Objective » Can you reproduce the records word for word, starting at their first line and going on through the line that contains "247), (525, 248)]"?

Data listing »
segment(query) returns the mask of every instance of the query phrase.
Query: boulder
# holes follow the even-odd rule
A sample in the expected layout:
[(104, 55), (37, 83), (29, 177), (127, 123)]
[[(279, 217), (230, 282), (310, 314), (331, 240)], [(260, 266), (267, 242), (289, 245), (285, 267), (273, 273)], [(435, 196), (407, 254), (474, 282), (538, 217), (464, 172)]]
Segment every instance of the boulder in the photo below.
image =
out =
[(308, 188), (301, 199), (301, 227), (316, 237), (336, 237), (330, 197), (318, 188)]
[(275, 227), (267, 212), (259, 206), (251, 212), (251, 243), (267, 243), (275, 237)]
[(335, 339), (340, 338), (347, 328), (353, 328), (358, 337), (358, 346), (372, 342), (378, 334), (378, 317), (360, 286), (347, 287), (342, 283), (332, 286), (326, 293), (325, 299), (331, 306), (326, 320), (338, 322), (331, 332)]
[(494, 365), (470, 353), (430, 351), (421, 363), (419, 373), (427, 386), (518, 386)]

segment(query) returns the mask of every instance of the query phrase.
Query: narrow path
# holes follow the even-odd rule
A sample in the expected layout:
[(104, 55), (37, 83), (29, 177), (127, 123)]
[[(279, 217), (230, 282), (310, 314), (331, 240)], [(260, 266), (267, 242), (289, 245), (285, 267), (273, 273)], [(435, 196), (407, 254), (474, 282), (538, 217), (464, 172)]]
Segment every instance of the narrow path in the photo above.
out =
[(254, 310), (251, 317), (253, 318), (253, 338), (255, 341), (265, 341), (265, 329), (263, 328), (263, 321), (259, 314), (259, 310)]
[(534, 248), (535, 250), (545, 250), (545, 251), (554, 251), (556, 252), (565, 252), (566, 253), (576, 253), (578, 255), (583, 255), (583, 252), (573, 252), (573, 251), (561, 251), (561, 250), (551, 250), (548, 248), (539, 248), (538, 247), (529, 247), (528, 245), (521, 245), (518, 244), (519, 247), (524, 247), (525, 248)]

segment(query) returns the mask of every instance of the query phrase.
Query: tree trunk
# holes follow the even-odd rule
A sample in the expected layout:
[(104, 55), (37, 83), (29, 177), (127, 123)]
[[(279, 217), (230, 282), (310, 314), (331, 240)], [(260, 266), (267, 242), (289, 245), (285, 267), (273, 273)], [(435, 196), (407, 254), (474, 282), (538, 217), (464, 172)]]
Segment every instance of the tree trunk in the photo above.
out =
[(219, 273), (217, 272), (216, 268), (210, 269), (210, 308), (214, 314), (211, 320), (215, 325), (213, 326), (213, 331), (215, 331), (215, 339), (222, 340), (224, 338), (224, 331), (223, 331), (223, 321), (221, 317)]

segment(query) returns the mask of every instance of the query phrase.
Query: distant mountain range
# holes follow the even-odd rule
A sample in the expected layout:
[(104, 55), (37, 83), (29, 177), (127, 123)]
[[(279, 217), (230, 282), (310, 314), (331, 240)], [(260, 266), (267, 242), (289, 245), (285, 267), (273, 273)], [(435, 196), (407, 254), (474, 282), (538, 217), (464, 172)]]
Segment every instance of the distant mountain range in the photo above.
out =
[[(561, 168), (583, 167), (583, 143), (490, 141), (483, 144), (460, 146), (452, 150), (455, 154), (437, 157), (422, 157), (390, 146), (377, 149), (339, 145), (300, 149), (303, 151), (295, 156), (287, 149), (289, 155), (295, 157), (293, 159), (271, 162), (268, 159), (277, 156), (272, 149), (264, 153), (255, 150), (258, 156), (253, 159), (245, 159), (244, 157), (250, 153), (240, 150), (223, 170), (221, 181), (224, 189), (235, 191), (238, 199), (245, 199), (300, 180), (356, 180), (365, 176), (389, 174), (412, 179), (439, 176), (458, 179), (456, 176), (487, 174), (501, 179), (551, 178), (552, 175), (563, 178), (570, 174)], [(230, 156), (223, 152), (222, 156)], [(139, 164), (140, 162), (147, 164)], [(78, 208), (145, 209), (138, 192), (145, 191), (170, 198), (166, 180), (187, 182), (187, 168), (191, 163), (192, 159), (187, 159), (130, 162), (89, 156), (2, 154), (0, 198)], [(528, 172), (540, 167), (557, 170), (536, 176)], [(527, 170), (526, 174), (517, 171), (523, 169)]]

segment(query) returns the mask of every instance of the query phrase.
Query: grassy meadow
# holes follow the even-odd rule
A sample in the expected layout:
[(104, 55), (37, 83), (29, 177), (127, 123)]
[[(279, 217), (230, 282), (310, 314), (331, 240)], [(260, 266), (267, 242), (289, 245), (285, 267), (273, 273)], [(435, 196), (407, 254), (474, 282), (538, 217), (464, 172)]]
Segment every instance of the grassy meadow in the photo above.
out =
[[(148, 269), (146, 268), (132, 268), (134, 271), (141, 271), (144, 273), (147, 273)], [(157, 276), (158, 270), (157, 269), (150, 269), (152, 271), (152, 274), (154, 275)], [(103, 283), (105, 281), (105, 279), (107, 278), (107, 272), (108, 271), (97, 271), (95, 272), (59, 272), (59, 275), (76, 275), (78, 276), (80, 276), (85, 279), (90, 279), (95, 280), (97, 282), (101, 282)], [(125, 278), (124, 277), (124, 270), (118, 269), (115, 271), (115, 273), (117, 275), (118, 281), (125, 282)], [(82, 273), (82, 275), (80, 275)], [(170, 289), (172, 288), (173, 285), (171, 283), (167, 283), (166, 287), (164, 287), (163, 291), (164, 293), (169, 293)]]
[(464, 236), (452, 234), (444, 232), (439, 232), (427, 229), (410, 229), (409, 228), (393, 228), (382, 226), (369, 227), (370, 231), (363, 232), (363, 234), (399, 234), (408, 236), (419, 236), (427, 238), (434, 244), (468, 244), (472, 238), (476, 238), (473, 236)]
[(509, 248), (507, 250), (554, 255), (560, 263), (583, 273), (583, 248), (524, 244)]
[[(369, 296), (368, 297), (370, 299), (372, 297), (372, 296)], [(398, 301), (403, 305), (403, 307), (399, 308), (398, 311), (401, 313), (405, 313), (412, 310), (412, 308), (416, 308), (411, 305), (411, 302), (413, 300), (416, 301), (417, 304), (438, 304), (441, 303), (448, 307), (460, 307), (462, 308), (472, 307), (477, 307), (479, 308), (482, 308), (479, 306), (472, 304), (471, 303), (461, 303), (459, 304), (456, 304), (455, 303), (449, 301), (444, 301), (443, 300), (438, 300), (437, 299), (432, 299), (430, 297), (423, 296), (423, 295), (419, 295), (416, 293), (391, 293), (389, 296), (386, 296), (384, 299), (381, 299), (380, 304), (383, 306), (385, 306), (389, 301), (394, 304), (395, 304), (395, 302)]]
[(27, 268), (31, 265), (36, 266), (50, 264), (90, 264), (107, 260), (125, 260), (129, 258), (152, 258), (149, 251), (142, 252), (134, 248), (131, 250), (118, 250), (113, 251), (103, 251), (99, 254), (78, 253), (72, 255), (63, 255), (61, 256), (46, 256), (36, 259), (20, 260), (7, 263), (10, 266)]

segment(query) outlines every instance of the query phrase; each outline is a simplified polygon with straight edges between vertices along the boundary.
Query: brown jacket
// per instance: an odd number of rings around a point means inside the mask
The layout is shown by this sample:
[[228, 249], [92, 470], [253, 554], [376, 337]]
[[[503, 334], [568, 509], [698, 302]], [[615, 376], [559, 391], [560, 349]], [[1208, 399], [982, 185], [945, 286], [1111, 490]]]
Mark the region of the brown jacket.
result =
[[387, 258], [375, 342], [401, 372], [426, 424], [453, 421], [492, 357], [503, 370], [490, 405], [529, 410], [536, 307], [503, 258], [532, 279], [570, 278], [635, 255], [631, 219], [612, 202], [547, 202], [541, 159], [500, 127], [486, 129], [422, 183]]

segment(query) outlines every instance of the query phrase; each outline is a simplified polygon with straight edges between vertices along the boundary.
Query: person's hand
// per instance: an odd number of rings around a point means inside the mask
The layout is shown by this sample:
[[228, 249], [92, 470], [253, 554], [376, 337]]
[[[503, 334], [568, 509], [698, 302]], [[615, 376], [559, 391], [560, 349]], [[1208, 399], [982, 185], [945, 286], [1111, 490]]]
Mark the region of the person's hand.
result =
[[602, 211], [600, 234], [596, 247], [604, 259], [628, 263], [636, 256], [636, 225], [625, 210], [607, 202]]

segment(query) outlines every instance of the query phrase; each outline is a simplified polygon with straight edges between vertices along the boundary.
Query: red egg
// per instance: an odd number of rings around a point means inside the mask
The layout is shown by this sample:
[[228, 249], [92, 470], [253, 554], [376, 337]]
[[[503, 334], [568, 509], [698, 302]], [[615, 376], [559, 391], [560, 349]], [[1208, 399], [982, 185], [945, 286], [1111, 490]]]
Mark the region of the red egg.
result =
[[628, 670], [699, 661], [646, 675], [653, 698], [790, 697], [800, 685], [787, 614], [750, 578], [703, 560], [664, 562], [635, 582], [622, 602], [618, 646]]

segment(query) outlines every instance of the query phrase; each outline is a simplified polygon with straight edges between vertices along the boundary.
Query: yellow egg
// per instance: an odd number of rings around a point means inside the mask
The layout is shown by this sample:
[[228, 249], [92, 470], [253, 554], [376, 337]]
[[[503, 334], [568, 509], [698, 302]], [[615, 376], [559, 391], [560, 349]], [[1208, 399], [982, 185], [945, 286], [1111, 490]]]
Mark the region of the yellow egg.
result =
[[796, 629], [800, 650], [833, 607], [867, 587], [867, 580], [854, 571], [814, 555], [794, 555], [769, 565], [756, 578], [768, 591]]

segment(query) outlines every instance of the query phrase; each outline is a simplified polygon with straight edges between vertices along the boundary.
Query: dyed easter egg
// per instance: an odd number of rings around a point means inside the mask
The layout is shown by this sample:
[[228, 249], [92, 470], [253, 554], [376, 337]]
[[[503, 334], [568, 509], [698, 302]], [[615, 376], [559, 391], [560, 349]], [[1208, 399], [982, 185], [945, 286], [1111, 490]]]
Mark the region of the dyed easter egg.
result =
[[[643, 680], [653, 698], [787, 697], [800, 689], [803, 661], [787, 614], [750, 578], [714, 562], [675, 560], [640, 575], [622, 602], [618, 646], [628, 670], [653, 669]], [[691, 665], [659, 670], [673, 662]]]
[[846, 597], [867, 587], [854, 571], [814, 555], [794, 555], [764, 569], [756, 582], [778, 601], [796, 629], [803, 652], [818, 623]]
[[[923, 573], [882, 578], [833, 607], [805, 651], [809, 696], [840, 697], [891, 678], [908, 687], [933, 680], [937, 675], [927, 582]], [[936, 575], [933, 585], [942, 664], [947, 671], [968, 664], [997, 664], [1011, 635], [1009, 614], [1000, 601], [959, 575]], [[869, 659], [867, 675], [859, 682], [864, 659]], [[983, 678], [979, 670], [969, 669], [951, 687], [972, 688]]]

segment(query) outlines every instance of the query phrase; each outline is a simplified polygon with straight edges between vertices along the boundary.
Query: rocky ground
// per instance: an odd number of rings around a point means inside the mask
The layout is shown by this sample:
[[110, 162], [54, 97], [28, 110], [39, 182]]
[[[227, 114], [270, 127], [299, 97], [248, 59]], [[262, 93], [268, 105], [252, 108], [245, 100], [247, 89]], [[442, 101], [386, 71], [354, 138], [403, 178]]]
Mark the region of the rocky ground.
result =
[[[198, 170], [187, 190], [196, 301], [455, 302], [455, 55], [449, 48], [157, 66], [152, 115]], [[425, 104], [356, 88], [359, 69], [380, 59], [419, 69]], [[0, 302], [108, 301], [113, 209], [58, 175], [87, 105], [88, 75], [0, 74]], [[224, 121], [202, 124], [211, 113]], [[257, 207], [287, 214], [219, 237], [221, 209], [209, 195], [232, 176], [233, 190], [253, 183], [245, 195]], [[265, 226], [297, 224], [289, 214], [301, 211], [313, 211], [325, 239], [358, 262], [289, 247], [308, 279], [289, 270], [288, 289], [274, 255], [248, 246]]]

Exercise answer »
segment(query) returns the mask of every instance of the query phrase.
Query: boulder
# holes follow the even-odd rule
A sample in the expected layout:
[(104, 55), (37, 83), (29, 177), (127, 123)]
[[(279, 217), (230, 282), (310, 314), (331, 240)], [(260, 266), (267, 242), (289, 245), (285, 267), (273, 273)], [(435, 196), (407, 254), (474, 282), (538, 217), (464, 172)]]
Segment every instance of the boulder in the photo below.
image =
out =
[(308, 188), (301, 199), (301, 227), (316, 237), (336, 237), (330, 197), (318, 188)]
[(275, 227), (267, 212), (259, 206), (251, 212), (251, 243), (267, 243), (275, 237)]
[(335, 339), (340, 338), (347, 328), (353, 328), (358, 337), (358, 346), (372, 342), (378, 334), (378, 317), (360, 286), (347, 287), (342, 283), (332, 286), (326, 293), (325, 299), (331, 306), (326, 320), (338, 322), (331, 332)]
[(494, 365), (470, 353), (430, 351), (421, 363), (419, 373), (427, 386), (518, 386)]

segment(query) returns the mask of every instance of the query phrase.
Query: narrow path
# holes follow the even-odd rule
A sample in the expected layout:
[(104, 55), (37, 83), (29, 177), (127, 123)]
[[(279, 217), (230, 282), (310, 314), (331, 240)], [(260, 266), (267, 242), (289, 245), (285, 267), (273, 273)], [(435, 196), (407, 254), (474, 282), (538, 217), (464, 172)]]
Segment every instance of the narrow path in the photo above.
out =
[(254, 310), (251, 317), (253, 318), (253, 338), (255, 341), (265, 341), (265, 329), (263, 328), (263, 321), (259, 314), (259, 310)]
[(534, 248), (535, 250), (545, 250), (545, 251), (554, 251), (556, 252), (565, 252), (566, 253), (576, 253), (578, 255), (583, 255), (583, 252), (573, 252), (573, 251), (561, 251), (561, 250), (551, 250), (548, 248), (539, 248), (538, 247), (529, 247), (528, 245), (521, 245), (518, 244), (519, 247), (524, 247), (525, 248)]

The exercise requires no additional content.